Given passage:
● ● ● ●
RH: This has been, and I believe will remain, a hub of activity and possibility. Simply listing data as an asset class in its own right — rather than a horizontal sub-sector within other verticals — is a sign of how fundamental it has become. Decision-making and differentiation are being driven by data, in turn driving investment. I predict an acceleration in capital deployment as a result.
More specifically, interest in generative AI accelerated in 2023. Demand for proprietary data from legacy businesses has grown, driven by the newfound interest in large language models.
For Motive, this has created exciting ways to seek value-creation in our existing portfolio, while increasing our ability to invest in data and analytics businesses. Hence, our investment in With Intelligence and our onboarding of several new leaders from the sector. We’ve also established a company-wide AI working group to allow us to leverage AI internally, with a focus on creating value across our portfolio and responsibly managing and mitigating the risks associated with these technologies.
The evolution in demand for (and analysis of) data across the broader value chain is enabling access to new sources of data and driving the greater adoption of analytics tools. I believe the sector is inundated with potential, from data sourcing, storage and quality to processing and analytics. A marked increase in the number of AI startups and ventures is forcing legacy firms to rethink their entire strategies and may lead to a rise in acquisitions.
It doesn’t take a market specialist to understand Microsoft’s mega-investment in OpenAI and its strategic rationale. Francisco Partners and TPG’s acquisition of New Relic was a marquee public transaction in the space that underscored the renewed interest in high-quality analytics platforms. Quantexa’s Series E raise of $129 million took it to unicorn status, a notable European transaction within the governance, risk and compliance space (and a member of our Motive Ventures managed portfolio). There will, without a doubt, be many more to come.
DB: How has the turmoil of the last two years changed your thinking about the future?
RH: Ultimately, we are in the business of change. We react to it and shape it. Change doesn’t always fit naturally into a financial cycle or a calendar year. Evolution doesn’t lend itself to deadlines for tax years or AGM speeches.
● ● ● ●
Data extract:
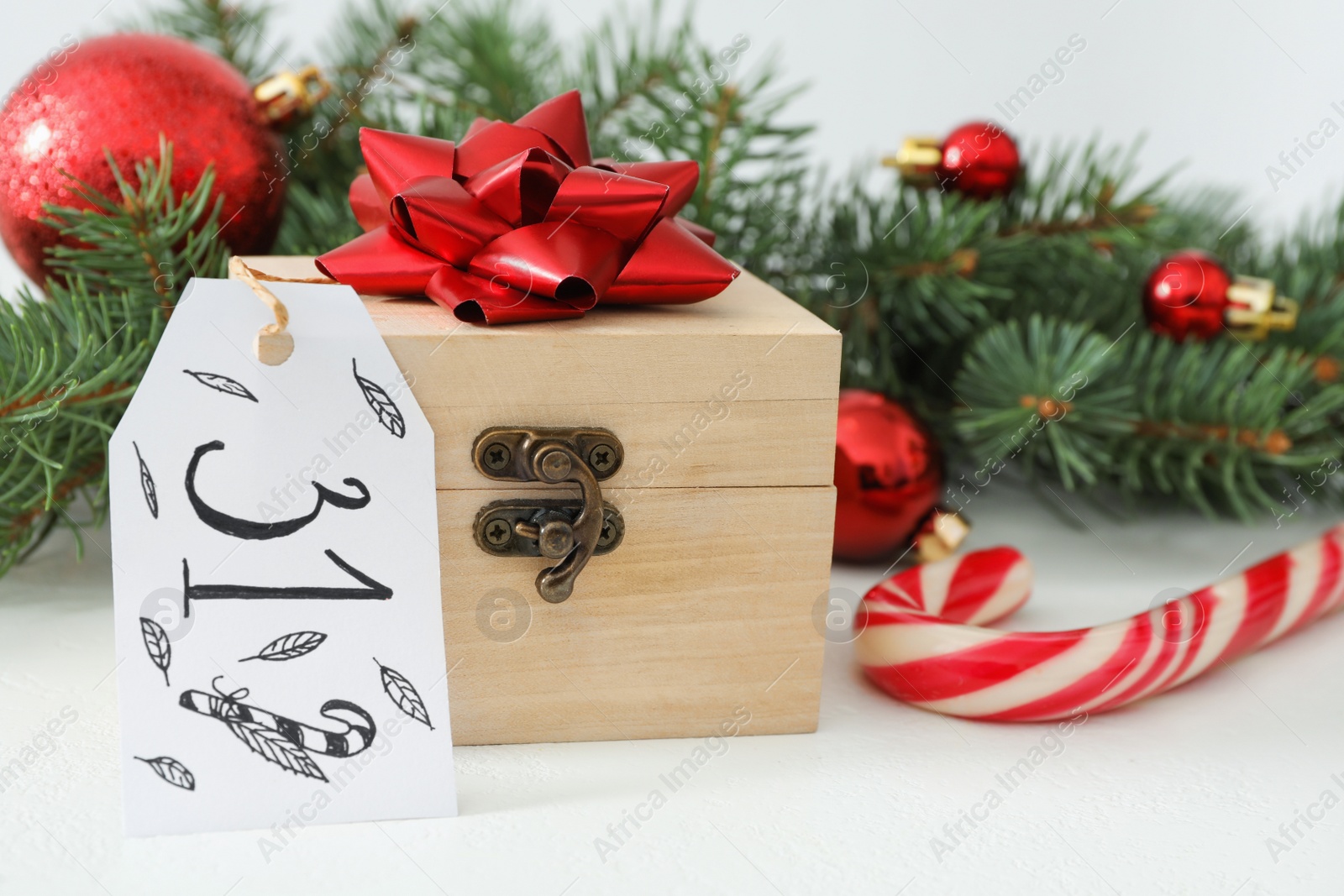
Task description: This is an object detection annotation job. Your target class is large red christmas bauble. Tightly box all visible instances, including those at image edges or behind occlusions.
● ● ● ●
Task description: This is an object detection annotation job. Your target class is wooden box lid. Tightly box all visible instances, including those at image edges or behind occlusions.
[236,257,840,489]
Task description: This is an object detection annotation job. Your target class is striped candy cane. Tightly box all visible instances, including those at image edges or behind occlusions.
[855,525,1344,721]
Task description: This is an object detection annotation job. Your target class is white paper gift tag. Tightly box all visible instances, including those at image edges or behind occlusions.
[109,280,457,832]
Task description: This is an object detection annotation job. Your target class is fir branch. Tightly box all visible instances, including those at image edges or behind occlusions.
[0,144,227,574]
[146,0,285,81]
● ● ● ●
Requirement 1: Repeat the passage of the interview on data investment from "More specifically, interest" to "with these technologies.".
Requirement 2: In the interview on data investment, how much did Quantexa raise in its Series E?
The items have nothing to do with what is asked here.

Task result 1:
More specifically, interest in generative AI accelerated in 2023. Demand for proprietary data from legacy businesses has grown, driven by the newfound interest in large language models.
For Motive, this has created exciting ways to seek value-creation in our existing portfolio, while increasing our ability to invest in data and analytics businesses. Hence, our investment in With Intelligence and our onboarding of several new leaders from the sector. We’ve also established a company-wide AI working group to allow us to leverage AI internally, with a focus on creating value across our portfolio and responsibly managing and mitigating the risks associated with these technologies.

Task result 2: $129 million